Dataset entries:

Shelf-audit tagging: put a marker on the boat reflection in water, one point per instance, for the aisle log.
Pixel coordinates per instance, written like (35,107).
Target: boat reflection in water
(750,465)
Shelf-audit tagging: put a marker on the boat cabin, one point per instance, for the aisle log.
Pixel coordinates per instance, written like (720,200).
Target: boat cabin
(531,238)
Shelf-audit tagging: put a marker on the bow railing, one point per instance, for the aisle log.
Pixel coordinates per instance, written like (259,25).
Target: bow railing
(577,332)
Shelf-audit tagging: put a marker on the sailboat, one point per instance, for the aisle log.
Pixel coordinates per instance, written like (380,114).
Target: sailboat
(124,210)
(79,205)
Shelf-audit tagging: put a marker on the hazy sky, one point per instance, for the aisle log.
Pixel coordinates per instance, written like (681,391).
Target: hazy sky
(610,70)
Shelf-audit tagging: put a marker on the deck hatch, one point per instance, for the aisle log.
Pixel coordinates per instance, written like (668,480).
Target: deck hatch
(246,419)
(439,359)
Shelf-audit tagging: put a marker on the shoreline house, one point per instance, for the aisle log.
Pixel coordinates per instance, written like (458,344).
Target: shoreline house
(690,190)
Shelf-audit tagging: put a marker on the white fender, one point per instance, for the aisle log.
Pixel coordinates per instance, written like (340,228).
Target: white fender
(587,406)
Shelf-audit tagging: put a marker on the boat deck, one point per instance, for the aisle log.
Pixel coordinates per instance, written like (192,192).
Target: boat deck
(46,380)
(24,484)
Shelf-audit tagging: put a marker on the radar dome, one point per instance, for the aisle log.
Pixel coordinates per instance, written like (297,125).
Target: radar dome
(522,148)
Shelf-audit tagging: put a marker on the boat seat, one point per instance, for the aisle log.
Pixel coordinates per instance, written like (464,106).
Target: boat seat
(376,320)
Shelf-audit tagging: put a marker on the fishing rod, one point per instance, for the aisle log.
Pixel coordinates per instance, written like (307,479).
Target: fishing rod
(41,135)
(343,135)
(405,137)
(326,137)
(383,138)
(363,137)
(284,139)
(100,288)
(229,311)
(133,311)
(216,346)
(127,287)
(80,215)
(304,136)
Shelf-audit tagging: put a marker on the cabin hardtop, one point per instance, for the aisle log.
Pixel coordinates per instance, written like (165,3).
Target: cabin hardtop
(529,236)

* **EXERCISE DIRECTIONS**: Arrange every line of the data above as a numbered list, leaving out any blank lines.

* **EXERCISE RESULT**:
1. Shelf-audit tagging: put a marker on the boat reflection in water, one point per instance, for the aisle log.
2. Pixel coordinates per instance, written like (35,107).
3. Target: boat reflection in water
4. (750,465)
5. Shelf-audit tagging: put a marker on the boat cabin, one point per instance, for the aisle log.
6. Pixel coordinates per instance, written like (720,200).
7. Target: boat cabin
8. (531,238)
9. Shelf-audit tagging: put a marker on the bow railing, one point per instance, for the aisle log.
10. Pixel coordinates per instance, written like (259,25).
11. Target: bow railing
12. (577,332)
13. Shelf-audit tagging: put a marker on the sailboat, one point per instance, for the aisle log.
14. Pixel coordinates per instance, written like (380,114).
15. Target: sailboat
16. (124,210)
17. (79,205)
18. Shelf-audit tagging: put a marker on the hazy sky, one point per instance, for the aisle log.
19. Pixel coordinates per instance, written like (681,391).
20. Target: hazy sky
21. (610,70)
22. Shelf-audit tagging: put a marker on the deck hatch, one point per instance, for the aisle log.
23. Pixel coordinates per instance, written like (668,480).
24. Target: deck hatch
25. (246,419)
26. (439,359)
27. Shelf-audit tagging: put a marker on the shoreline house, one point per instance, for the aisle log.
28. Pixel coordinates per instance, written like (458,344).
29. Target: shoreline house
30. (690,190)
31. Shelf-audit tagging: put a marker on the white fender, one point per instance, for the aisle log.
32. Pixel coordinates per instance, written like (340,228).
33. Target: white fender
34. (587,406)
35. Shelf-audit tagging: put a marker on the boat deck, one point per instance, for the aisle log.
36. Pixel coordinates per instance, written like (192,192).
37. Target: boat deck
38. (46,380)
39. (24,484)
40. Shelf-audit tagging: put a marker on the radar dome, one point per instance, for the aisle log.
41. Pixel coordinates per instance, written like (297,125).
42. Target: radar dome
43. (522,148)
44. Shelf-audit tagging: put a marker on the boat seat, one point per instance, for the aisle log.
45. Pixel coordinates per instance, written like (464,106).
46. Target: boat seat
47. (376,320)
48. Shelf-audit tagging: put a marker on the fishing rod, one point per instance, for the aisle log.
49. Pixel coordinates per instance, written like (307,479).
50. Target: fishing rod
51. (41,135)
52. (343,135)
53. (405,137)
54. (326,137)
55. (383,138)
56. (363,137)
57. (284,139)
58. (100,288)
59. (229,311)
60. (133,311)
61. (216,346)
62. (127,287)
63. (80,215)
64. (304,136)
65. Shelf-audit tagging: put a marker on the cabin hardtop, one point per instance, for the aisle log.
66. Pixel coordinates per instance, written like (165,3).
67. Target: cabin hardtop
68. (529,236)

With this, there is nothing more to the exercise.